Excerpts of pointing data
((

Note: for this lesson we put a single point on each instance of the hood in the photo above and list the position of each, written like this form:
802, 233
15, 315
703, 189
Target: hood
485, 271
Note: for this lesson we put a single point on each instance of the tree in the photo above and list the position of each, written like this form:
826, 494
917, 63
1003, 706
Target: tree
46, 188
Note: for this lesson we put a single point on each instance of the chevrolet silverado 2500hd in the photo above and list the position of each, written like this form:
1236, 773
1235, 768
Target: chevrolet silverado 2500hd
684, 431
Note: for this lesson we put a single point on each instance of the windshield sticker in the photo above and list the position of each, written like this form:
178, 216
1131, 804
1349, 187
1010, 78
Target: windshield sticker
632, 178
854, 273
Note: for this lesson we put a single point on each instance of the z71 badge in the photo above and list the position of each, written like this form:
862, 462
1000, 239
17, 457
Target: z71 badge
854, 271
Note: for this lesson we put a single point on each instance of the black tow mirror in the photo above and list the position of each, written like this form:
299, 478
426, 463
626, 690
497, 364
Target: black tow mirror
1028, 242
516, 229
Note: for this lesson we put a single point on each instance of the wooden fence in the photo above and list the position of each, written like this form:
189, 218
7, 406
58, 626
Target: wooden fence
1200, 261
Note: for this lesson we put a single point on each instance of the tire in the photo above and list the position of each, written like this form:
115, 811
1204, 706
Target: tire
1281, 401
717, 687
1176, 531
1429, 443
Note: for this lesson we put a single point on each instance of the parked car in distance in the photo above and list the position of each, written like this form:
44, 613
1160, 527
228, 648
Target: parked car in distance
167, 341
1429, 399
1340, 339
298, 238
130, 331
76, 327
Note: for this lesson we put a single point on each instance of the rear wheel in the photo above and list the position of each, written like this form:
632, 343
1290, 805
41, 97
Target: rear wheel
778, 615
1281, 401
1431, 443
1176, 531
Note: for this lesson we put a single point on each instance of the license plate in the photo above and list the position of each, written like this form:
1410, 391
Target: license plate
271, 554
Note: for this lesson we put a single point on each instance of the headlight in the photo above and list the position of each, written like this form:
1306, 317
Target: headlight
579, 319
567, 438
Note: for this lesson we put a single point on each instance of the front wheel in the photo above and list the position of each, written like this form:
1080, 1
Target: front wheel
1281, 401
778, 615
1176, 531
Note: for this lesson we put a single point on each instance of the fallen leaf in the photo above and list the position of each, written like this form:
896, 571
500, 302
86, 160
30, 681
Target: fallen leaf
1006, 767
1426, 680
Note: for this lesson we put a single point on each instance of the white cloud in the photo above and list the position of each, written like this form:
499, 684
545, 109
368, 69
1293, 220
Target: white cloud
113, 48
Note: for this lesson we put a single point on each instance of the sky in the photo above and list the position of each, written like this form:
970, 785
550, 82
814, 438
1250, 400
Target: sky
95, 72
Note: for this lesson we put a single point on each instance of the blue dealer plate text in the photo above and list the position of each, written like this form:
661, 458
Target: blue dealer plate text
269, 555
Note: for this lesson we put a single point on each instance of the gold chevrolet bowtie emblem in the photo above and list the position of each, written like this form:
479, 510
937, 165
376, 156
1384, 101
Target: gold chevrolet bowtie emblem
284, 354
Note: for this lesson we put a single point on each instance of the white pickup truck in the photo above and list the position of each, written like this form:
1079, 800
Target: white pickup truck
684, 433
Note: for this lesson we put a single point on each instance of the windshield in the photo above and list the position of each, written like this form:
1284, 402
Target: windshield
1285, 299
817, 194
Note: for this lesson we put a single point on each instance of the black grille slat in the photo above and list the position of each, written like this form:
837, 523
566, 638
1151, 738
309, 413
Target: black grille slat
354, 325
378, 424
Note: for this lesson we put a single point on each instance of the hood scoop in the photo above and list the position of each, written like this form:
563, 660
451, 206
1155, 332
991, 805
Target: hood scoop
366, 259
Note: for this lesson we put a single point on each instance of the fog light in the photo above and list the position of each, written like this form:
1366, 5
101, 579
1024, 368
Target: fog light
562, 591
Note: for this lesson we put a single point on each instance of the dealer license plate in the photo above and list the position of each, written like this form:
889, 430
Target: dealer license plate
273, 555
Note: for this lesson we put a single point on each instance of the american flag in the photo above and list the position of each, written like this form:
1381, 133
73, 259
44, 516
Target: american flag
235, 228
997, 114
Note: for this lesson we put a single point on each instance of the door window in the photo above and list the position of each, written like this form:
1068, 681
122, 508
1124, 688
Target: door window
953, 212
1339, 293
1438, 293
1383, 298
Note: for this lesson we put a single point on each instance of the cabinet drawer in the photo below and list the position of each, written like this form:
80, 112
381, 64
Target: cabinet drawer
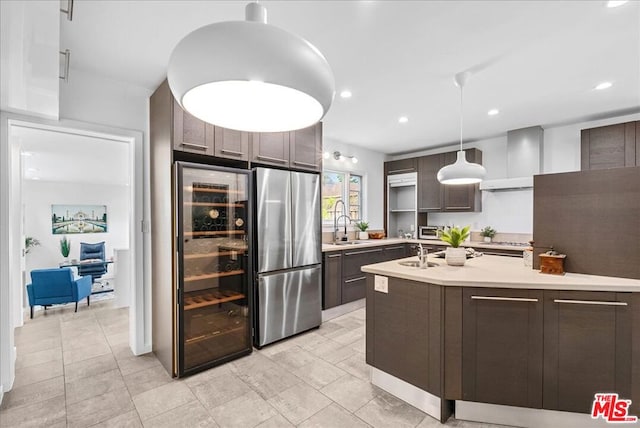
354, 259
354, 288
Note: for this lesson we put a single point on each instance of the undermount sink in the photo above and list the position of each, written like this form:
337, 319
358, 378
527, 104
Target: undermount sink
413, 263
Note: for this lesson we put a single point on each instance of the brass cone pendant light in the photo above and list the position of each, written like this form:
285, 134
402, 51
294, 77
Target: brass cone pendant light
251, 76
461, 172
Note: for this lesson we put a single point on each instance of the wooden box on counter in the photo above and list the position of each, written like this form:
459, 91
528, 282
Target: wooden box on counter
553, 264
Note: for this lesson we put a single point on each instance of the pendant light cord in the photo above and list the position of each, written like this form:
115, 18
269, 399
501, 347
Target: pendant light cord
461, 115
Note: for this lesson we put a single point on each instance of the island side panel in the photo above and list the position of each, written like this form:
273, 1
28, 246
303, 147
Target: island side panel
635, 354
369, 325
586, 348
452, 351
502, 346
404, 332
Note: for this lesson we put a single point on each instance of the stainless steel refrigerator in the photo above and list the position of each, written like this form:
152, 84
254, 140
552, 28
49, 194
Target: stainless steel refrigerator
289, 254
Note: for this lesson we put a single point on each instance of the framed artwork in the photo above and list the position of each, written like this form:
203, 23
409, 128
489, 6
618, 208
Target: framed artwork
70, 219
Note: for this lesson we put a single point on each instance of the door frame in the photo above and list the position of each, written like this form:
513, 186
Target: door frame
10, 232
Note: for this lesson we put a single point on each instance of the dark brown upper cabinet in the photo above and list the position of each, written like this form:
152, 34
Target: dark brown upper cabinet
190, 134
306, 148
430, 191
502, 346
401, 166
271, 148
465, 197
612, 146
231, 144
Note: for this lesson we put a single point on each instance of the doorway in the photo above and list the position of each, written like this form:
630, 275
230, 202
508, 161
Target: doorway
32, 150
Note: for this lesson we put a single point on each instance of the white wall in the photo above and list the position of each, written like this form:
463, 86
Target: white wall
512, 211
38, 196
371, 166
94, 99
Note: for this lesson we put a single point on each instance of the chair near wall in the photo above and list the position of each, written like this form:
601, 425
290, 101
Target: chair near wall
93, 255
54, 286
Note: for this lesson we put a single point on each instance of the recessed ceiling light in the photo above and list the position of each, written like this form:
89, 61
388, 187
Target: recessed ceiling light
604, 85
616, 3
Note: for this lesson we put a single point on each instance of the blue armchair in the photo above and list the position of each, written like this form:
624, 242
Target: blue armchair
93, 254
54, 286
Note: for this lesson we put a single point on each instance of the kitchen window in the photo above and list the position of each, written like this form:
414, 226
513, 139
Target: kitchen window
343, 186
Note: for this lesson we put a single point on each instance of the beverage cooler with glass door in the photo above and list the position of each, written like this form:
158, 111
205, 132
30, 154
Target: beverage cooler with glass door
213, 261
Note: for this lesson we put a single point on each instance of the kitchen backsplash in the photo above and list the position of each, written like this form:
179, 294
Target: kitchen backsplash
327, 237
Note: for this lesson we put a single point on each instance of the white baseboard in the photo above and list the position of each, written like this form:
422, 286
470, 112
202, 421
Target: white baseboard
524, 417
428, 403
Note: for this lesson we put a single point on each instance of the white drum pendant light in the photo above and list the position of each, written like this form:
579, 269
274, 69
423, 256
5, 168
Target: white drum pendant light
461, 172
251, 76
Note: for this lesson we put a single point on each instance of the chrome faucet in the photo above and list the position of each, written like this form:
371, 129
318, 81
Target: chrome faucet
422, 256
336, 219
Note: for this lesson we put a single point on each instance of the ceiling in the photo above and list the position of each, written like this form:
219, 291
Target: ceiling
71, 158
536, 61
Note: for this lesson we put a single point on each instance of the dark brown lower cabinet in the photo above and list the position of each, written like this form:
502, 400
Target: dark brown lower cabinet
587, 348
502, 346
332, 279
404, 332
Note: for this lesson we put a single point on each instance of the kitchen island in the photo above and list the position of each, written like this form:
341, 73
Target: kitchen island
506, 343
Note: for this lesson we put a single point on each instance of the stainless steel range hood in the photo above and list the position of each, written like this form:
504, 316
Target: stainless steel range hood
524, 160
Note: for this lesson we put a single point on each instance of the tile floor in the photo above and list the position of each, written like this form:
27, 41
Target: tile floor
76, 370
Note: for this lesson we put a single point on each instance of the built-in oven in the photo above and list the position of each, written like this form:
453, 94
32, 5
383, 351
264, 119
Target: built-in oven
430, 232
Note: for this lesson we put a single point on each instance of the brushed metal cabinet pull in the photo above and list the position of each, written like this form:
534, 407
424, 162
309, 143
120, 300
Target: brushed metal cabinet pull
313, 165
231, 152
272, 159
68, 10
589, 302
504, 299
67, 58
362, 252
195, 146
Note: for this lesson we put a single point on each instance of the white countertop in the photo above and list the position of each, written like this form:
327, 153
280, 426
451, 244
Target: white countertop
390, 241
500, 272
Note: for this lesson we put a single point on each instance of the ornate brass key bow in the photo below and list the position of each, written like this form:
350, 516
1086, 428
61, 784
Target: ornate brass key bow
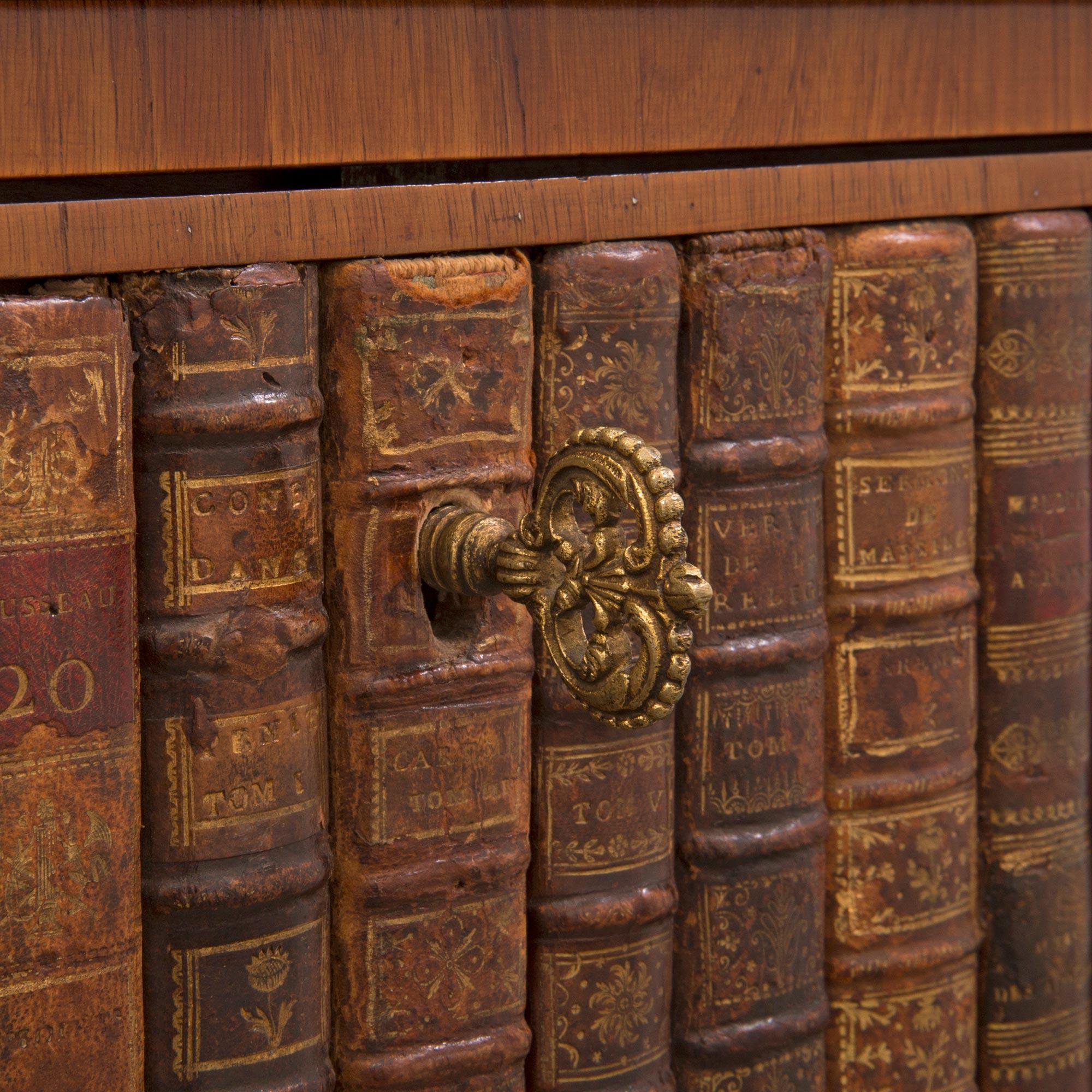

))

In the data above, find the line with "lower cabinet in" and repeat it and every line after it through the end, exactly; leave the pictures out.

Note: for this lesson we put a single point on each instance of the dark brown lower cabinet in the photo above and list the position of each, written like this form:
502, 400
Target: dark brown lower cabinet
587, 348
502, 346
332, 279
404, 332
Note: for this lesson we put a single point on each instance of the kitchen island in the photo above and list the position of each, written like this form:
341, 73
Target: kitchen island
506, 343
Note: for this lesson we put a single point on each instance of the stainless steel range hood in the photo above and list the position of each, written like this form:
504, 316
Target: stainless steel range hood
524, 160
Note: for this lesson we put a single point on each instance of the tile floor in the photo above and list the position of each, written like this form:
27, 41
Target: tile floor
76, 370
Note: for this lesson we put a single point on each instance of the built-in oven in the photo above and list the position of each, written like this form:
453, 94
32, 5
383, 351
264, 119
Target: built-in oven
430, 232
Note: for this lesson we put a single point on each instance of the brushed metal cabinet pull in the photo above and list the position of each, written like this form:
534, 407
424, 162
309, 143
120, 300
Target: brushed metal cabinet pull
313, 165
231, 152
272, 159
68, 10
589, 302
504, 299
67, 58
362, 252
195, 146
Note: for this lesson we put a single point on each instance of the white countertop in the photo above and list the position of each, written like this form:
327, 153
280, 426
451, 244
Target: white countertop
390, 241
500, 272
Note: for this lesson we put a single point on each instance of the ornate brass key bow in the photo below and list the position of each, written like this form:
350, 516
1086, 428
61, 784
Target: ornate brass key bow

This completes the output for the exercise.